• _Consigne A_
Renvoyez à l'identique les lignes des enregistrements, depuis leur début jusqu'à la ligne contenant "[[[64,212],[74,212],[75,203],[66,203],[63,206]]]" incluse, sans reprendre les images.

• _Extrait du texte_
Je
ne vais pas rajouter beaucoup de paroles à toutes les paroles entendues ce
matin, au cours de cette liturgie des Rameaux. Je voudrais juste en commenter
une qui nous vient de l’Evangile de cette fête, cet Evangile que nous avons
proclamé dès l’ouverture de cette célébration, lorsque nous nous apprêtions,
nous-aussi, à acclamer le Christ entrant dans Jérusalem. Cette parole de Jésus concerne
le petit âne que ses disciples lui amènent : le Seigneur en a besoin.

• _Données enregistrées_

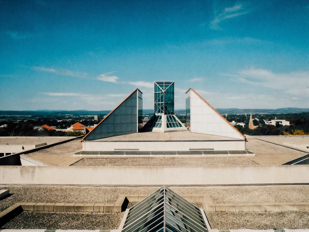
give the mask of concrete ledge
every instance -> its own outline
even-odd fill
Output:
[[[46,203],[37,203],[34,205],[34,211],[44,211],[44,206]]]
[[[44,205],[44,211],[53,212],[54,211],[54,206],[55,203],[46,203]]]
[[[64,212],[74,212],[75,203],[66,203],[63,206]]]
[[[55,212],[64,212],[65,203],[56,203],[54,205],[54,211]]]
[[[205,203],[206,204],[206,203]],[[309,210],[309,202],[275,202],[210,204],[209,212],[258,212]]]
[[[104,205],[105,203],[97,203],[95,204],[93,206],[94,212],[104,212]]]

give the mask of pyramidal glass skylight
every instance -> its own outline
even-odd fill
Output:
[[[208,231],[198,208],[163,186],[130,209],[122,231]]]

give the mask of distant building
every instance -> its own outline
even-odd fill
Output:
[[[56,129],[54,128],[53,128],[51,127],[50,127],[49,126],[47,126],[46,125],[43,125],[41,127],[40,127],[40,130],[43,130],[43,129],[46,129],[48,131],[55,131]]]
[[[254,126],[253,125],[253,119],[252,119],[252,114],[250,114],[250,120],[249,121],[249,129],[250,130],[253,130],[258,126]]]
[[[276,124],[277,123],[279,123],[282,126],[290,126],[290,122],[287,121],[285,119],[273,119],[272,120],[264,120],[264,121],[265,124],[267,125],[274,125],[276,126]]]
[[[80,131],[84,134],[86,133],[86,127],[80,122],[76,122],[68,128],[68,131]]]

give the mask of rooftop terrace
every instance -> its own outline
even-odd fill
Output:
[[[96,141],[171,141],[235,140],[231,138],[221,137],[190,132],[188,131],[173,132],[143,132],[114,136],[94,140]]]

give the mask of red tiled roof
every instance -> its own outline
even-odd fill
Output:
[[[49,126],[47,126],[46,125],[43,125],[40,127],[41,129],[46,129],[46,130],[48,130],[49,131],[55,131],[56,130],[54,128],[53,128],[51,127],[50,127]]]
[[[86,127],[80,122],[77,122],[71,126],[73,131],[83,130],[85,130]]]
[[[72,127],[85,127],[83,125],[83,124],[80,123],[80,122],[76,122],[76,123],[74,123],[71,126]]]

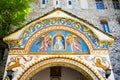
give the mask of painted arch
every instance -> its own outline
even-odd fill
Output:
[[[50,38],[47,46],[43,44],[43,38],[46,37],[45,34],[48,34]],[[53,47],[55,42],[57,42],[53,39],[53,36],[57,34],[62,35],[62,42],[60,43],[59,40],[59,45],[63,46],[63,49],[62,47],[61,49]],[[70,40],[69,34],[72,35],[74,41]],[[43,52],[80,52],[87,54],[99,52],[103,54],[107,53],[107,48],[112,44],[114,38],[95,29],[93,25],[85,22],[85,20],[78,19],[61,9],[57,9],[31,22],[18,32],[5,37],[4,41],[9,44],[10,53],[14,54]],[[39,46],[37,45],[38,43]],[[77,46],[73,46],[72,43]],[[48,44],[50,47],[48,47]]]
[[[104,80],[93,63],[99,56],[97,60],[101,63],[110,64],[108,47],[114,38],[85,20],[56,9],[6,36],[4,41],[10,48],[6,69],[17,69],[13,80],[30,80],[35,73],[51,65],[77,68],[91,80]]]

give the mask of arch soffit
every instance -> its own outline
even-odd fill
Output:
[[[103,77],[98,72],[92,69],[92,67],[89,65],[85,64],[82,60],[77,60],[67,56],[51,56],[46,57],[45,59],[41,59],[26,68],[19,75],[18,80],[30,80],[30,78],[37,72],[52,66],[70,67],[79,72],[83,72],[83,75],[90,78],[91,80],[103,80]]]

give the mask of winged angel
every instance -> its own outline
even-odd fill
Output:
[[[40,37],[39,41],[37,42],[37,45],[40,43],[42,43],[42,45],[38,47],[38,50],[46,52],[47,48],[50,47],[50,42],[51,38],[48,33],[45,34],[43,37]]]
[[[81,50],[80,46],[78,45],[81,43],[76,36],[73,36],[72,34],[68,34],[66,41],[67,41],[68,45],[71,46],[72,52],[74,52],[75,50]]]

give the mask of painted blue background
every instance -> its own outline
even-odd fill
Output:
[[[53,32],[48,32],[48,34],[51,36],[51,38],[53,36],[55,36],[56,34],[62,34],[66,38],[68,36],[68,34],[70,34],[70,32],[53,31]],[[37,38],[35,40],[35,42],[32,44],[30,52],[41,52],[40,50],[38,50],[38,47],[41,46],[42,43],[37,45],[37,42],[39,41],[39,39],[40,39],[40,37]],[[80,41],[81,44],[77,44],[77,45],[79,45],[82,50],[81,51],[75,50],[74,52],[88,52],[88,48],[87,48],[86,44],[83,42],[83,40],[80,38],[78,38],[78,40]],[[47,49],[47,52],[72,52],[72,51],[71,51],[70,45],[68,45],[67,43],[66,43],[66,50],[53,50],[52,42],[51,42],[50,47],[48,47],[48,49]]]

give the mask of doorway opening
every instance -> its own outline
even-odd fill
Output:
[[[54,66],[36,73],[31,80],[90,80],[83,74],[69,67]]]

• _Consigne B_
Reprenez l'homélie des Rameaux et poursuivez-la à la suite de sa dernière phrase.

• _Réponse A_
give the mask of concrete ledge
every instance -> its own outline
even-odd fill
Output:
[[[46,203],[37,203],[34,205],[34,211],[44,211],[44,206]]]
[[[44,205],[44,211],[53,212],[54,211],[54,206],[55,203],[46,203]]]
[[[64,212],[74,212],[75,203],[66,203],[63,206]]]

• _Réponse B_
Durant
tout le carême, j’ai essayé de vous faire entrer dans une compréhension plus grande de cette alliance que Dieu renouvelle
pour nous en Jésus Christ. Ce serait une mauvaise compréhension de l’Alliance
que de croire que tout se fait sans nous. Une Alliance, cela se signe à deux. Nous
pouvons entendre l’affirmation : le Seigneur en a besoin, comme un appel
pressent à nous mettre à son service, à entrer dans l’Alliance qu’il nous
propose, et qu’il va signer de son sang. Nous avons donc notre part à tenir et
à honorer dans cette Alliance nouvelle. L’âne devient notre totem, l’animal qui
nous représente.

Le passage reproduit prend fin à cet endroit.